- _Instructions to follow_
Copy out the material below, starting at the line that contains "Identify each instance" and ending at the line that contains "(1055, 434)", both included. Leave the pictures out of your copy.
** Start of Data records **
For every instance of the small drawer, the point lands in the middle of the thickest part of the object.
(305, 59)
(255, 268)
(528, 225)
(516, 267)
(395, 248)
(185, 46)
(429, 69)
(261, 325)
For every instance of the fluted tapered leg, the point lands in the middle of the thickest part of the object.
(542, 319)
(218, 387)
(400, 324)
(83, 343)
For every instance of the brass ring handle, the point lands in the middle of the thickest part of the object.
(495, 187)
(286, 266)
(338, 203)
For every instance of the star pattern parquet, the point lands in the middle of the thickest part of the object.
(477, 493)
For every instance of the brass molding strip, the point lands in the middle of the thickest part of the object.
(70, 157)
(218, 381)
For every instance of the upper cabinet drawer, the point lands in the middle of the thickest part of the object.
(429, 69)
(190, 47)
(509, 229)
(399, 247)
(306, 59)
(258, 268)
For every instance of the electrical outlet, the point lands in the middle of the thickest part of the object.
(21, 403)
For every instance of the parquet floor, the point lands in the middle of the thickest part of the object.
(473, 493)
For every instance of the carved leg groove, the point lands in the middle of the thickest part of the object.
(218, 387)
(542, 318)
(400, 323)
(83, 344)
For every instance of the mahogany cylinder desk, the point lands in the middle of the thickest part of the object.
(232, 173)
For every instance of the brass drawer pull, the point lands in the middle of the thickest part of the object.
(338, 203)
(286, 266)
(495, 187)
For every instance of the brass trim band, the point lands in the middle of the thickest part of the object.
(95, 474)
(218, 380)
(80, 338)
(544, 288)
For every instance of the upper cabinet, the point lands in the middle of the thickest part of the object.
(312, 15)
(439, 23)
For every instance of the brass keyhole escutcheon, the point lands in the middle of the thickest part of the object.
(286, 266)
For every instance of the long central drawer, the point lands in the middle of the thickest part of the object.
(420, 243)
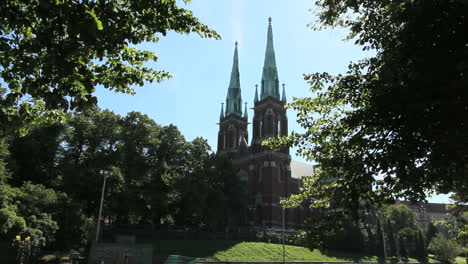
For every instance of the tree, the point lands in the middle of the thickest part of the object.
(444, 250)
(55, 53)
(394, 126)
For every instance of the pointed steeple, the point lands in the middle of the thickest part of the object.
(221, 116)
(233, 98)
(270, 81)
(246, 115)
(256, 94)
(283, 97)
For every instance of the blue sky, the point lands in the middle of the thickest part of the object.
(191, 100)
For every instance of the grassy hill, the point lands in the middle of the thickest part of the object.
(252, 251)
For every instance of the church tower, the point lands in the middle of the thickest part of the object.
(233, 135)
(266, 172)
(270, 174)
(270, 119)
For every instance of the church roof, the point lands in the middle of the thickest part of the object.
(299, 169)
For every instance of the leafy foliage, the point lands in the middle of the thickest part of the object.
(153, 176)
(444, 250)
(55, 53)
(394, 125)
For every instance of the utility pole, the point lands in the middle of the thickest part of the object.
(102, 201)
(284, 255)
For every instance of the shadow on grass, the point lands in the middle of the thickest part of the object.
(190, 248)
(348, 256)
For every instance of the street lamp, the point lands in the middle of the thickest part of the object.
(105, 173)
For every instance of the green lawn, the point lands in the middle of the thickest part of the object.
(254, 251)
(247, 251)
** End of Data records **
** Start of Data records **
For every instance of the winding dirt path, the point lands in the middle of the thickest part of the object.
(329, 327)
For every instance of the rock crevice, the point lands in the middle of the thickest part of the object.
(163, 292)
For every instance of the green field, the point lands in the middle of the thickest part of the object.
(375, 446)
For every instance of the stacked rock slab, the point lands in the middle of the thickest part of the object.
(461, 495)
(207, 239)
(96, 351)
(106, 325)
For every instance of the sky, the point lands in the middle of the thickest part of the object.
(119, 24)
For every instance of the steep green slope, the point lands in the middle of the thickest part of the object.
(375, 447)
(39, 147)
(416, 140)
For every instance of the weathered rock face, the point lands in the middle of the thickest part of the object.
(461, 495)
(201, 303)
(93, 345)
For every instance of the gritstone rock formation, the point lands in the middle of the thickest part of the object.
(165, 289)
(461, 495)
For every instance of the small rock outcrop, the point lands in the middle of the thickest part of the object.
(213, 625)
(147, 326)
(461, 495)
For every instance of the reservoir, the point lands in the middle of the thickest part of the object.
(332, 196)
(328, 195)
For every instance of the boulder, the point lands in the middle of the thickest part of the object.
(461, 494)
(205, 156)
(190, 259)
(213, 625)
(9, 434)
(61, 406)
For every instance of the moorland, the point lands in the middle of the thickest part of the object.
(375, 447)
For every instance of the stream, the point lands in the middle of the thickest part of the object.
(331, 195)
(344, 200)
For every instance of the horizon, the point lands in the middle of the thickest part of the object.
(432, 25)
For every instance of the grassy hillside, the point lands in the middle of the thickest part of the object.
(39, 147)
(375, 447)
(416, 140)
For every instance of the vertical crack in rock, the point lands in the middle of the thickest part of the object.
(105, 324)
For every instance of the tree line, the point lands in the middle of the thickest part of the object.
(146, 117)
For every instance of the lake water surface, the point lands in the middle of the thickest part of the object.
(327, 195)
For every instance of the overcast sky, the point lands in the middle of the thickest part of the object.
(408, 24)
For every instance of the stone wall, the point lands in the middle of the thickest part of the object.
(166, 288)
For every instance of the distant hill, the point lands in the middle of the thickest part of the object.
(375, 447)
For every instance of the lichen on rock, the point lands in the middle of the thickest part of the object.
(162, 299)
** End of Data records **
** Start of Data records **
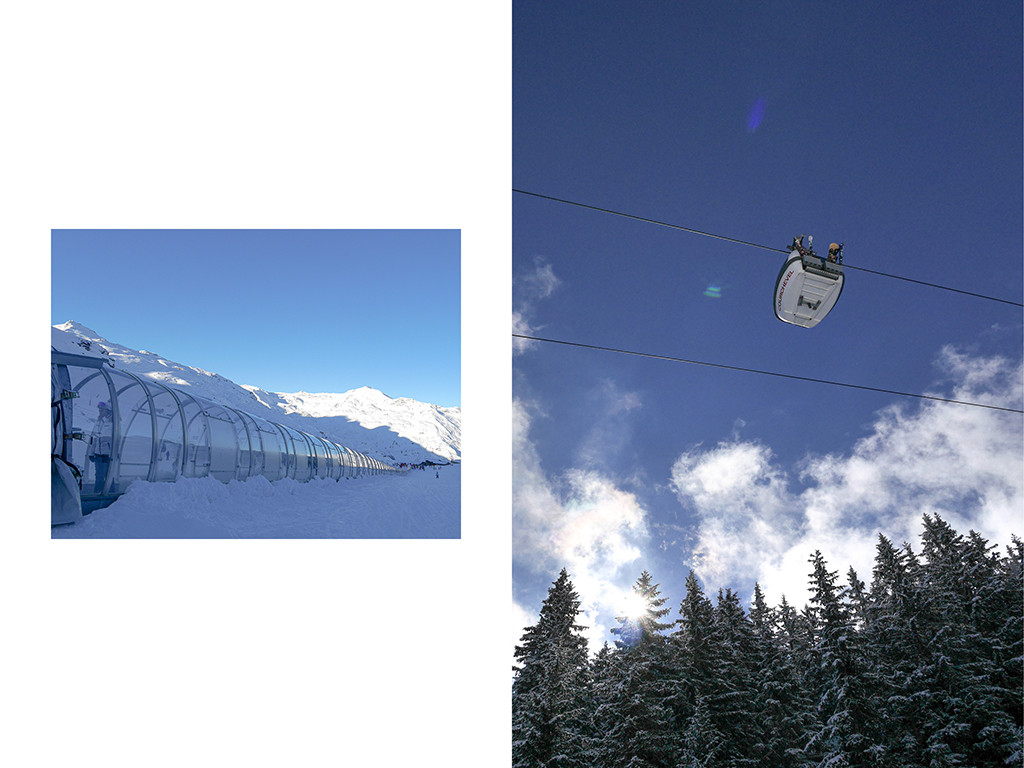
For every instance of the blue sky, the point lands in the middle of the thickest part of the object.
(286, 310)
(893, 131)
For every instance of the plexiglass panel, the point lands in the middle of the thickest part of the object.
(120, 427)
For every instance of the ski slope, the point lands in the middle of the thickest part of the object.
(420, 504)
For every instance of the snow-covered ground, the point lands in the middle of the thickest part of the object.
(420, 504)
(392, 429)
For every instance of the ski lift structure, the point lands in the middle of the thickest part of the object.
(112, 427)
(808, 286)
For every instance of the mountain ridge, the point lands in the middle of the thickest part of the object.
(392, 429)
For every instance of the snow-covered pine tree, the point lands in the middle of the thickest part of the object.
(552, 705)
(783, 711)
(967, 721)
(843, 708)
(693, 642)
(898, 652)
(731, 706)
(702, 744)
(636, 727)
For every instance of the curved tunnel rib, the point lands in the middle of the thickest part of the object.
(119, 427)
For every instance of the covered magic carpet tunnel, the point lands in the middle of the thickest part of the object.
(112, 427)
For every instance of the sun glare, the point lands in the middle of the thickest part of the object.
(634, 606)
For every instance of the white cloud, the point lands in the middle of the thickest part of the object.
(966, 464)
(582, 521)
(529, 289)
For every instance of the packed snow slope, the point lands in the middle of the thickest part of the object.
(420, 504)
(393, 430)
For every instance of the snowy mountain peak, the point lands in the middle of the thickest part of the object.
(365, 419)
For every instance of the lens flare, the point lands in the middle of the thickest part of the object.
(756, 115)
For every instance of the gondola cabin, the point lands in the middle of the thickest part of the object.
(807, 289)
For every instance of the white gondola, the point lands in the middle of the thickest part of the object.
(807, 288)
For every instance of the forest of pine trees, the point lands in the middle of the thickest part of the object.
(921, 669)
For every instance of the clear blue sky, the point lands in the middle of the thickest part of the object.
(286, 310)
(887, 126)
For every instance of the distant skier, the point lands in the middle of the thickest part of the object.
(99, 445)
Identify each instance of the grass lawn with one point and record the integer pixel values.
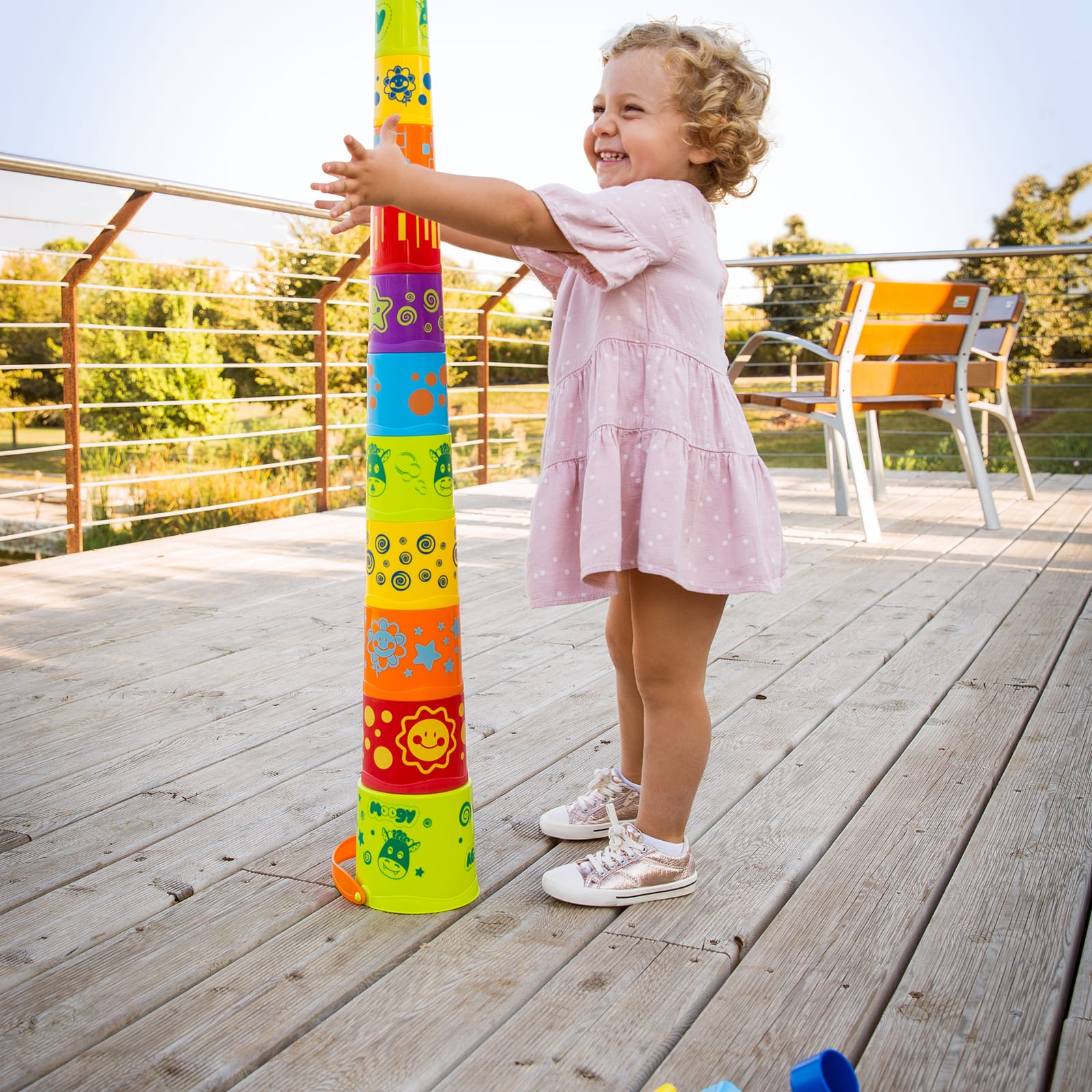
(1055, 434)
** End of Data records **
- _Reply_
Identify each instance of the grass lawn with one point and record the integer pixel values.
(1055, 434)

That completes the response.